> [YOUR TASK] Rewrite only the records running from the line with "the blurred purple" up to and including the line with "the green spiny", putting "point marker" wherever "keypoint" appears and changing nothing else. Leave the pictures out of your answer.
start RECORDS FOR THIS TASK
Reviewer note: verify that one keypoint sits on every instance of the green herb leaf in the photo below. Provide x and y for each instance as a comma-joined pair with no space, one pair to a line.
end RECORDS FOR THIS TASK
start RECORDS FOR THIS TASK
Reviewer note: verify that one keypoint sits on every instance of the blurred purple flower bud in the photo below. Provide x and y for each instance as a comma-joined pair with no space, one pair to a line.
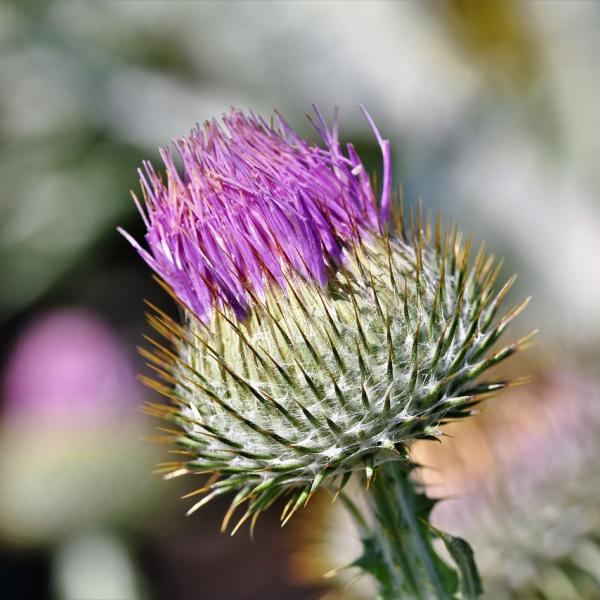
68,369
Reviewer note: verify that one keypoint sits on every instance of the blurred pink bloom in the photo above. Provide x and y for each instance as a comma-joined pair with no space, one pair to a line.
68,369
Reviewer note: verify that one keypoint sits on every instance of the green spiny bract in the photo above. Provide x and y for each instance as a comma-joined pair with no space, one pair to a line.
end RECORDS FOR THIS TASK
> [RESULT BELOW]
Reviewer note: verify that one point marker sits on every instance of the blurred purple flower bud in the photo below. Provide x and y for each instance as a comma-joined pair with no space, one pair to a line.
68,369
Reviewer note: verify that one point marker sits on every instance of the blurred pink bloom in the photo above. Provide x and y for each instance as a comma-joined pair with no space, one pair to a line.
68,369
Reviewer note: verify that one point marker sits on every instance of the green spiny bract in the photo above. Provide x and y for each instance as a comma-joined pair with no space, one pair to a line.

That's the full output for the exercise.